__Passage given__

So that you are prepared to face this period of peak sales and do not disappoint your customers with a slow site or errors, from Geko Cloud we have prepared a list of tips that can help you successfully manage and avoid stress during this important period of the year.

Reasons for the sales peak

A sales peak is when there is an exponential growth in sales, in this case, online sales. These peaks tend to occur during holiday periods, such as Christmas, Valentine’s Day, Halloween, Black Friday, etc.

4 points to bear in mind so that your website doesn’t crash

A sales peak can generate high profits for your business, but in order to obtain the expected results, you must know how to manage it effectively to get the most out of it. Below we explain some of the points that you should take into account to efficiently scale the sales peak:

  • Omni-channel: To achieve omnichannel under-delivery you need to move away from legacy technology and look for solutions specifically designed to leverage both distribution centers and shops. Doing so can help you keep your brand promise to the customer and maintain profitability through smarter use of stock, which is critical to meeting consumer demands during peak sales.
  • Manage the peak traffic of your e-commerce: You should identify how much traffic your website can support, this way you can anticipate, optimise performance in high sales peaks, and make an estimate of the resources needed to prevent visitors from abandoning your website due to low performance. One of the most important resources is to have a good hosting provider that is prepared to receive a large number of visitors. Another method of managing your website traffic, in scenarios such as Black Friday, Cyber Monday or during the Christmas season, is to improve the traceability of your platform through monitoring technologies, such as Prometheus, FLuent, InfluxDB, among others, to identify and be able to predict the volume of traffic to your e-commerce and take the appropriate measures to avoid saturating your website.

__Tasks and exercises__
[1] In the passage on sales peaks, what does the text call one of the most important resources for managing peak website traffic?
[2] Translate this sentence from the passage on sales peaks into Spanish: "These peaks tend to occur during holiday periods, such as Christmas, Valentine’s Day, Halloween, Black Friday, etc."

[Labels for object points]
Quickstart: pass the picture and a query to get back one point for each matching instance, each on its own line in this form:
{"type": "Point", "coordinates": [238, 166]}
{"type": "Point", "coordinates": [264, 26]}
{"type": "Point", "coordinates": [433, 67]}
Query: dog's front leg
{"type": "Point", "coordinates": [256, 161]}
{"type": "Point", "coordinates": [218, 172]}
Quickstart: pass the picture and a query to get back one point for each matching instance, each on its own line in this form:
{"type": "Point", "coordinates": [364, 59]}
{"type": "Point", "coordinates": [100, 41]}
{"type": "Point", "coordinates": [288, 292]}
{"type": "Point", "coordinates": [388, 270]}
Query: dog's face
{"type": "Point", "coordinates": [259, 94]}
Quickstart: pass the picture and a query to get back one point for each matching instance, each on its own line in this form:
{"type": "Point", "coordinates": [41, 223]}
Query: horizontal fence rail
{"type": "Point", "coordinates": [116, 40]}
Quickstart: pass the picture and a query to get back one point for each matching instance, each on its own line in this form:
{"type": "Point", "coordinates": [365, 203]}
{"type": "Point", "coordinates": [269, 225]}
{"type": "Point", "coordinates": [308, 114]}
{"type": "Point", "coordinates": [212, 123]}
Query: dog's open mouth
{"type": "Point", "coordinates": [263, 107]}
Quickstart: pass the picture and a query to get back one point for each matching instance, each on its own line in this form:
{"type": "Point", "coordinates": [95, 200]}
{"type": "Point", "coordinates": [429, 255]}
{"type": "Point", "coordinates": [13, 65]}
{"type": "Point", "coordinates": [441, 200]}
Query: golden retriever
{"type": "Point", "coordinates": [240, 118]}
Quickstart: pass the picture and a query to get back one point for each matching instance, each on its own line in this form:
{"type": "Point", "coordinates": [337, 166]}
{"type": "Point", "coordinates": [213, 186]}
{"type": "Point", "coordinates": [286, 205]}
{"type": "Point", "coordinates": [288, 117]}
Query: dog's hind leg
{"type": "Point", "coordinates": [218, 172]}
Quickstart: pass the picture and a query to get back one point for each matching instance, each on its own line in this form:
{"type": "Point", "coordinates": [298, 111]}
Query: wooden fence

__Solutions to the tasks__
[1] A good hosting provider that is prepared to receive a large number of visitors.

[2] Estos picos suelen producirse durante los periodos festivos, como Navidad, San Valentín, Halloween, Black Friday, etc.